WHAT IS EXPECTED.
Convert the stretch from the line containing "Question. Put a marker on each instance of the folded" through the end of the rows into a Markdown table with two columns, Number and Line, omitting any blank lines.

SUPPLIED INFORMATION.

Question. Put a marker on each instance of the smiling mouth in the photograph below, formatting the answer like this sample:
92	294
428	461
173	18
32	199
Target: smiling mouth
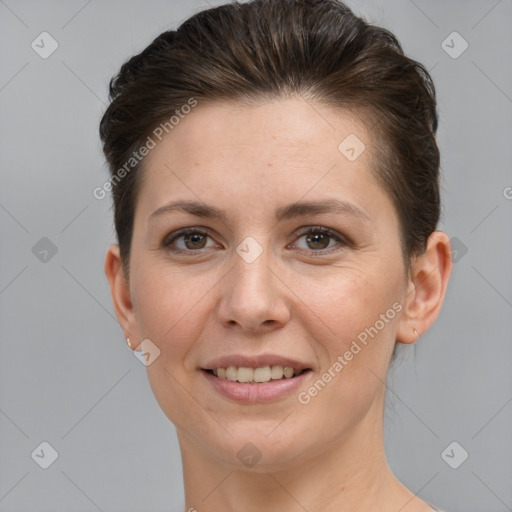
261	375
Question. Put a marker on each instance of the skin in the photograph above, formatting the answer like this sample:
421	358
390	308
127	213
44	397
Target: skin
326	455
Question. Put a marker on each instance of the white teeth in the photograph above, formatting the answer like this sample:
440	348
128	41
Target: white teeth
262	374
253	375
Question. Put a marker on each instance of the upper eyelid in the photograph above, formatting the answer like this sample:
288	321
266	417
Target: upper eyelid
175	235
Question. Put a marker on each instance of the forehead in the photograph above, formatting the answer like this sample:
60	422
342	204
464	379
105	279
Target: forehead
268	152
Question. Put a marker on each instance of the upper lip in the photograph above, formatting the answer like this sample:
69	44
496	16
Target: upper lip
256	361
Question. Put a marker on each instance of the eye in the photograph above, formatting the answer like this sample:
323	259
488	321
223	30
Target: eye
319	238
193	239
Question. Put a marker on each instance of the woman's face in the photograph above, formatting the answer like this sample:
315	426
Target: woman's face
260	287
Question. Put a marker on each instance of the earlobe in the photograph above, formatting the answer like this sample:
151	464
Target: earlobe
120	292
429	277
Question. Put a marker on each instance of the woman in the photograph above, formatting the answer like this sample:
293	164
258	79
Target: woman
275	178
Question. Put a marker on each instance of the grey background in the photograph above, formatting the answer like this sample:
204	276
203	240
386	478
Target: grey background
66	374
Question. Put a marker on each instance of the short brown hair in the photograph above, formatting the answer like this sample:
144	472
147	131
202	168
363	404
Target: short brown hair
318	49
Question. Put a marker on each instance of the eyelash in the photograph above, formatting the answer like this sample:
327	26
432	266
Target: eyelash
342	241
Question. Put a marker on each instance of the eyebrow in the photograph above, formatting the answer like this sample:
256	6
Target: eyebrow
288	211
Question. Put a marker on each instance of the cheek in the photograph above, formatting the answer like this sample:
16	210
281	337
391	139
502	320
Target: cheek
348	306
171	307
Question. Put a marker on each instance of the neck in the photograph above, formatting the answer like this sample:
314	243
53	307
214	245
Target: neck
348	475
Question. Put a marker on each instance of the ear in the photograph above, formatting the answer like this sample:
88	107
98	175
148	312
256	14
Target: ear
428	281
121	296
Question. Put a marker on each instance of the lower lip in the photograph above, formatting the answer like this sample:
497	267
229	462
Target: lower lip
256	393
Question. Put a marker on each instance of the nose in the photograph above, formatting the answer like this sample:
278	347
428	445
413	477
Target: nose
254	296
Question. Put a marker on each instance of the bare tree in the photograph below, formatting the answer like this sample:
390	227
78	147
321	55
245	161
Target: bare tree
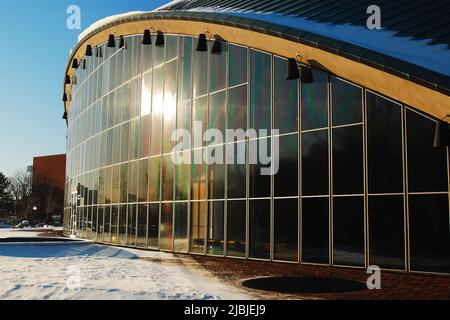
21	184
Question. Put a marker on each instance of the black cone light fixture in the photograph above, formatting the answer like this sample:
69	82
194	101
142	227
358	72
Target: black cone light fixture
75	63
292	72
217	47
159	42
111	41
147	38
306	74
441	134
88	51
98	52
202	44
295	70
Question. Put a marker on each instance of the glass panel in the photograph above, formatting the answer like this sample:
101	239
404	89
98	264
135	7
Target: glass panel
145	137
125	133
182	178
285	99
215	227
123	190
131	225
198	174
315	163
237	108
166	226
157	110
216	115
170	103
236	228
216	177
218	68
123	224
384	145
115	184
429	233
259	229
315	232
386	232
171	47
315	101
132	182
236	171
181	225
260	90
146	96
286	179
114	224
200	121
153	225
286	230
107	225
237	65
427	166
348	149
141	240
153	178
346	102
184	86
200	65
143	180
259	184
348	231
198	226
167	178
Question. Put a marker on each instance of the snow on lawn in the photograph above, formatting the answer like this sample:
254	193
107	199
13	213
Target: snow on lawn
49	271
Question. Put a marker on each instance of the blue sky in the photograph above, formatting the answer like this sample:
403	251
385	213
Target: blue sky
34	48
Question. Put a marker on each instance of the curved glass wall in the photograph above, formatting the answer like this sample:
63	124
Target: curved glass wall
358	184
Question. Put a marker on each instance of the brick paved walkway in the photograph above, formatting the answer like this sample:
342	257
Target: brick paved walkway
394	285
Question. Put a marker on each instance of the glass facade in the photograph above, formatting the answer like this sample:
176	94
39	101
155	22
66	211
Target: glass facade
358	184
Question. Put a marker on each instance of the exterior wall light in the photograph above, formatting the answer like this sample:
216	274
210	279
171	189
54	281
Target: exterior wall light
146	39
159	42
293	73
111	41
202	45
217	47
121	42
88	51
441	134
75	63
98	52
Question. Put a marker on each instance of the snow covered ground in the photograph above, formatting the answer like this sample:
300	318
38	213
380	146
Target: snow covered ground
84	270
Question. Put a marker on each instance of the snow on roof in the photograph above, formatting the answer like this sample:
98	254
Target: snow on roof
419	52
104	21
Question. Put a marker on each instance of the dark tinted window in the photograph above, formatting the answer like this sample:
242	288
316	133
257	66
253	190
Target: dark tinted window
348	231
259	229
286	229
384	149
429	233
386	232
315	234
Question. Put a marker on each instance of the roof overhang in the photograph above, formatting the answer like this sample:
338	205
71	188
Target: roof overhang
410	84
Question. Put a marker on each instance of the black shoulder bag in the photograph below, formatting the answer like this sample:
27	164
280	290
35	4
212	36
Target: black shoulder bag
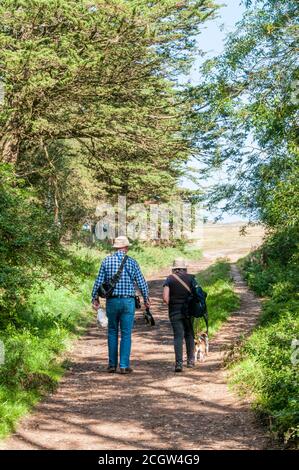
195	305
106	289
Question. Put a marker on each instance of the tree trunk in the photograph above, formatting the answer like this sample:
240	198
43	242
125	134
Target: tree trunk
9	150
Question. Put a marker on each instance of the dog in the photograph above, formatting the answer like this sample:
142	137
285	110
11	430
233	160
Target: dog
201	347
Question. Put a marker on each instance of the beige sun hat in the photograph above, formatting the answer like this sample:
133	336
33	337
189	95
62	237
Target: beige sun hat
179	263
121	242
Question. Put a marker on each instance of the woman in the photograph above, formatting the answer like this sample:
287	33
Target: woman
175	295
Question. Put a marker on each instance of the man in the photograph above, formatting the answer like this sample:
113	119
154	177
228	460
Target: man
120	306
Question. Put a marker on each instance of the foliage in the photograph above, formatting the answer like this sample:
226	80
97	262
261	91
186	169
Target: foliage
102	79
248	103
53	316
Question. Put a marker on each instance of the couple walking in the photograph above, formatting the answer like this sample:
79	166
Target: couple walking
120	305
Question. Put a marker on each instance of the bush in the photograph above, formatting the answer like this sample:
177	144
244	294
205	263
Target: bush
266	371
221	300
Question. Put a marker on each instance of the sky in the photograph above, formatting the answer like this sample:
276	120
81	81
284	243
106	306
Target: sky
211	42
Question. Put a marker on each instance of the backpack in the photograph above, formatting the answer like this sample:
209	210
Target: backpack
195	305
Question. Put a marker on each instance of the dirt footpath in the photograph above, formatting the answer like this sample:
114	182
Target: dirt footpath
153	408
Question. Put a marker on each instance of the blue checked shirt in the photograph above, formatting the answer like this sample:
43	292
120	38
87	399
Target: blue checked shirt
130	276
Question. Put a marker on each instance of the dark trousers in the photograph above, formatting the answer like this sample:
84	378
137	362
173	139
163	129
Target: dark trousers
182	329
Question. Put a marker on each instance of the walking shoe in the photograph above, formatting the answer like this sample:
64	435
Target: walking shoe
126	370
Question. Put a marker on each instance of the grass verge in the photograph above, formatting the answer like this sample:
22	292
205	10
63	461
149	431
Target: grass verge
221	300
266	369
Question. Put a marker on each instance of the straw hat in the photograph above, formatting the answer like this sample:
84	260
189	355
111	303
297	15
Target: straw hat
121	242
179	263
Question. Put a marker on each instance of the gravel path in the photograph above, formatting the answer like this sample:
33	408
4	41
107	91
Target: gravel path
153	408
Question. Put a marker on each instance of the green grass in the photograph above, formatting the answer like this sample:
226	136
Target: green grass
264	370
53	317
221	300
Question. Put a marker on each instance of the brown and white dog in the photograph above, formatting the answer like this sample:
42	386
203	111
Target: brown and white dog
201	347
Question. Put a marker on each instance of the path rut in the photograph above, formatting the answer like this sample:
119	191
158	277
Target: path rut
153	408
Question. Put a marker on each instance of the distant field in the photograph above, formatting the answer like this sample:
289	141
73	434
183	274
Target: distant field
226	240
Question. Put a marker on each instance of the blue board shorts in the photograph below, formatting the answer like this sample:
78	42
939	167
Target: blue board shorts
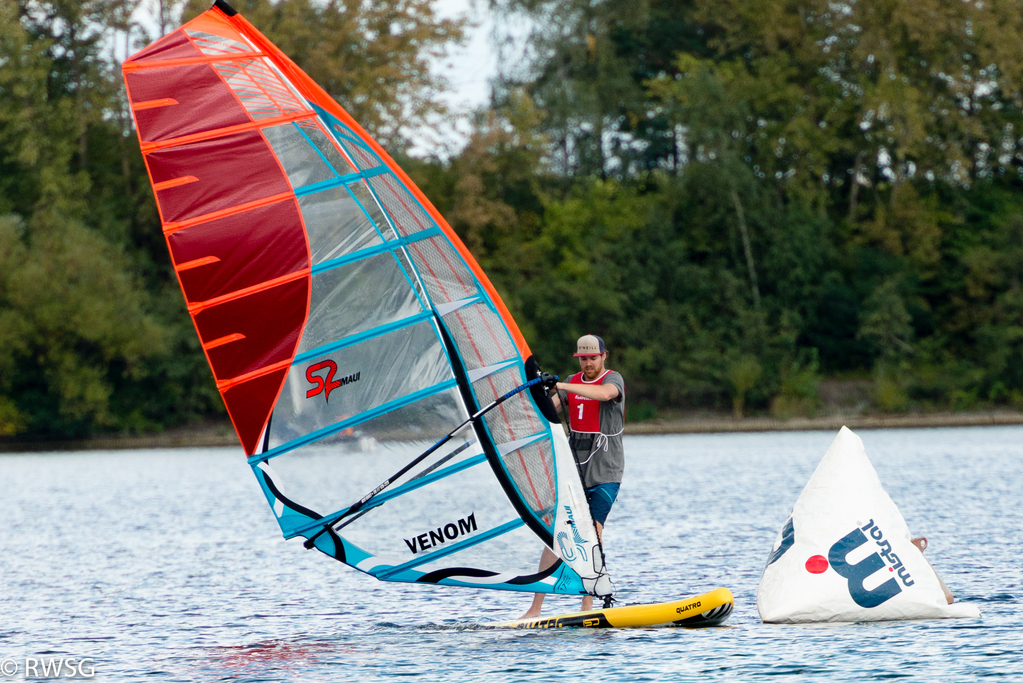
601	498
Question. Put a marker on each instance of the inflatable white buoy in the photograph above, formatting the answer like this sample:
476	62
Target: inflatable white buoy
845	554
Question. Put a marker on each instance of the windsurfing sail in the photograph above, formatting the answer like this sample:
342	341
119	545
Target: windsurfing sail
349	328
844	554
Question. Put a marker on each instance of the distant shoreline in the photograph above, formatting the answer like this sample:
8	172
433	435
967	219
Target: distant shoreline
219	435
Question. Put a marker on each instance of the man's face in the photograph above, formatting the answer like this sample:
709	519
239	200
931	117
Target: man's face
591	366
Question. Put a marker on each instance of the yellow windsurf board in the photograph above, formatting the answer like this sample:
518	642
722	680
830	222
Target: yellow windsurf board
706	609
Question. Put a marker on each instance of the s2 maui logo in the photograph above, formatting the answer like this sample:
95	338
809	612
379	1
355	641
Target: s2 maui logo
326	384
565	542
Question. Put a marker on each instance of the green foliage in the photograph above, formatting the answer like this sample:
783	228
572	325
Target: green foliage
744	198
94	335
373	57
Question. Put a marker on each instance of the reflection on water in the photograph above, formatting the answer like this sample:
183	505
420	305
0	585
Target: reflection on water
168	564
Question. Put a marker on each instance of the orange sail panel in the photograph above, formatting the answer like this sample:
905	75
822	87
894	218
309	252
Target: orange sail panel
348	327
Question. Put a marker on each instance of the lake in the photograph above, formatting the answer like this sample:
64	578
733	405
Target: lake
168	565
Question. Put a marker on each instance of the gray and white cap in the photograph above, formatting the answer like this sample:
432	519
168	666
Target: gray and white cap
589	345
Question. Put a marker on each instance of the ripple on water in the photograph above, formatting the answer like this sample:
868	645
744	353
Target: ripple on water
167	565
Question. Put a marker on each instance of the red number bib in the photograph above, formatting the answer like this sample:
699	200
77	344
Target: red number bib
584	414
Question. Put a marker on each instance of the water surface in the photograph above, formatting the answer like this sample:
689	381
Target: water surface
168	565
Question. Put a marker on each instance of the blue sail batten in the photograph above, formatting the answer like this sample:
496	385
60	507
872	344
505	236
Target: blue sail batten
351	421
363	336
343	365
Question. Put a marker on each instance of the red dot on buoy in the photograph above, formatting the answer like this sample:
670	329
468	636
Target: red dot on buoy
816	564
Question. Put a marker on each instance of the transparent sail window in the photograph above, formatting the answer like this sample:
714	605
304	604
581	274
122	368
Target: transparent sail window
363	158
336	224
316	135
368	201
334	472
260	88
357	298
514	419
215	46
480	335
532	469
303	165
346	383
401	206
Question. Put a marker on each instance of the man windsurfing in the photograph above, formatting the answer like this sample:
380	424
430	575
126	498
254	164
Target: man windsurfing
594	401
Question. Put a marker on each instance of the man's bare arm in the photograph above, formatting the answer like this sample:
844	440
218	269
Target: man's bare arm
595	392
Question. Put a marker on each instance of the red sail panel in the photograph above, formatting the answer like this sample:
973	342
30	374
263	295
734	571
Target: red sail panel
314	93
238	252
217	180
181	91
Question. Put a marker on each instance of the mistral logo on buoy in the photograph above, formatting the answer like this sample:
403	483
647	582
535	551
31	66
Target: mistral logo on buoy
325	384
856	574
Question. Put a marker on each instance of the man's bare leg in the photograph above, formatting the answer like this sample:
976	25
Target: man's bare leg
546	559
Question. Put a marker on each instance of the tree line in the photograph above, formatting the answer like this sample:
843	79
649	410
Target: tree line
745	198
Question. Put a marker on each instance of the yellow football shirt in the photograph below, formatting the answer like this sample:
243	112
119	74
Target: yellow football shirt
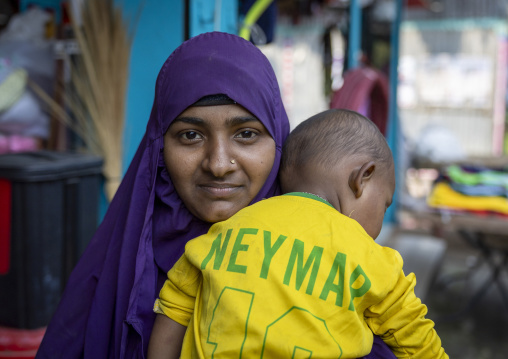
291	277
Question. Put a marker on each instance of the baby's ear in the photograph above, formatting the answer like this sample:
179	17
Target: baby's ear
360	176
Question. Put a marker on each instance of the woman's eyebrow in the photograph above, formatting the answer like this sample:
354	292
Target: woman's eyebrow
190	120
239	120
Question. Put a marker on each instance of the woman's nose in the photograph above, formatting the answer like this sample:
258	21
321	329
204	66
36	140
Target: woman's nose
219	159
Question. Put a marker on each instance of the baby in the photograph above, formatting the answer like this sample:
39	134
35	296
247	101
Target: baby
300	275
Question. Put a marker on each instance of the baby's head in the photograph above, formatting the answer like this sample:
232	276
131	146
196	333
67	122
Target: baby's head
341	156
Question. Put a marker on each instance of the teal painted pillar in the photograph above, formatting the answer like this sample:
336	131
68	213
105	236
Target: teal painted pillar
159	30
393	135
355	34
218	15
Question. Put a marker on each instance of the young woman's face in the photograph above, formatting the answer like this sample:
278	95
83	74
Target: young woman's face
218	158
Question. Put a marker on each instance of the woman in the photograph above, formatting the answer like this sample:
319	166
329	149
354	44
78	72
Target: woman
217	166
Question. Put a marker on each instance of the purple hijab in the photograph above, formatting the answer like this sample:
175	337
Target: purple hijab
106	309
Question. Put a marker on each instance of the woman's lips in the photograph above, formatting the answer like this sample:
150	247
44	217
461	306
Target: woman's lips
220	190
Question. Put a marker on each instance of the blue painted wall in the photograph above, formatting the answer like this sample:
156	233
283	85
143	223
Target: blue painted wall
160	29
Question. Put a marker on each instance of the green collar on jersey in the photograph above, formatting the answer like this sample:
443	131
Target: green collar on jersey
309	195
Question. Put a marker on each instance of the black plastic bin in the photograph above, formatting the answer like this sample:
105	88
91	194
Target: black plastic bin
48	213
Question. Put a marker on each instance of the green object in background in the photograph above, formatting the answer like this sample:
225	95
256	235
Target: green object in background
254	13
487	177
12	87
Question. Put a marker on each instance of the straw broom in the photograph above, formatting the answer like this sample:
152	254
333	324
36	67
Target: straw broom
99	80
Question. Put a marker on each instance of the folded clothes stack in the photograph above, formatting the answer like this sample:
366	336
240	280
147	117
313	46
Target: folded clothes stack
471	189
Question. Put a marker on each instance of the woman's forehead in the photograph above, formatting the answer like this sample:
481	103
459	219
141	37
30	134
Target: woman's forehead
223	115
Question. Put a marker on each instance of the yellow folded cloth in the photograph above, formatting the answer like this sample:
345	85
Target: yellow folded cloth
443	195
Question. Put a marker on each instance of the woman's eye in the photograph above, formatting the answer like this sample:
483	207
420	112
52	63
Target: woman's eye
247	134
191	135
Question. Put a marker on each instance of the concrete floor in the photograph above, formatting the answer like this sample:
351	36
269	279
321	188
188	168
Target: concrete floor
480	332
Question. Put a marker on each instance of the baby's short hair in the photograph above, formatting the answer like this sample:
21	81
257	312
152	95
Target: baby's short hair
328	137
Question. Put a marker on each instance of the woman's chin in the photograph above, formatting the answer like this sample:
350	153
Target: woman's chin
218	213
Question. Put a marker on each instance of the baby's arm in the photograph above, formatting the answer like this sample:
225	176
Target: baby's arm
174	308
166	339
400	321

ANSWER FOR THE TASK.
| Number | Line |
|---|---|
| 1 | Question. Put a marker on each instance of the folded clothes stack in the photograph above, formatting the answer like this sample: |
| 2 | 366	336 |
| 3 | 240	280 |
| 4 | 147	117 |
| 5 | 313	46 |
| 6 | Target: folded clothes stack |
| 7 | 471	189 |
| 8 | Question. Put a marker on each instance of the woman's forehead in the photograph above, formatting the answer like this sample: |
| 9 | 481	103 |
| 10 | 459	219 |
| 11 | 141	37 |
| 12 | 30	134 |
| 13 | Target: woman's forehead |
| 14 | 223	115 |
| 15 | Question. Put a marker on each instance of the yellow folded cloth in the photograph above, formatting the answer like this sample: |
| 16 | 345	85 |
| 17 | Target: yellow folded cloth |
| 18 | 443	195 |
| 19 | Question. Put a marker on each instance of the woman's eye in the photograph above, formatting the answer like this sample: |
| 20 | 483	207 |
| 21 | 420	112 |
| 22 | 52	63 |
| 23 | Target: woman's eye |
| 24 | 247	134 |
| 25 | 191	135 |
| 26 | Question. Put a marker on each instance of the concrete floor in the photograph above, formatting the answer like this sample: |
| 27 | 351	36 |
| 28 | 269	279 |
| 29 | 321	188 |
| 30 | 188	168 |
| 31 | Target: concrete floor |
| 32 | 480	332 |
| 33 | Question. Put a marker on each instance of the baby's short hair in the photograph above, formatting the answer like this sample: |
| 34 | 21	81 |
| 35 | 257	312 |
| 36 | 152	95 |
| 37 | Target: baby's short hair |
| 38 | 328	137 |
| 39 | Question. Put a marker on each instance of the woman's chin in the photograph above, formatting the answer like this sample: |
| 40 | 350	153 |
| 41 | Target: woman's chin |
| 42 | 218	213 |
| 43 | Question. Put a marker on each instance of the baby's arm in the photograph above, formatting the answer like this sample: |
| 44 | 225	176 |
| 45 | Target: baby's arm |
| 46 | 174	308 |
| 47 | 166	339 |
| 48 | 400	321 |